Data shown
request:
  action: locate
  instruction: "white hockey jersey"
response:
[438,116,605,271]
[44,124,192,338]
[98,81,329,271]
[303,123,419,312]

What the exercise asks
Write out the data above line for line, with no changes.

Response to this task
request:
  action: locate
  instruction: "white hockey jersey"
response:
[438,116,605,271]
[44,124,192,338]
[98,81,329,271]
[303,123,419,312]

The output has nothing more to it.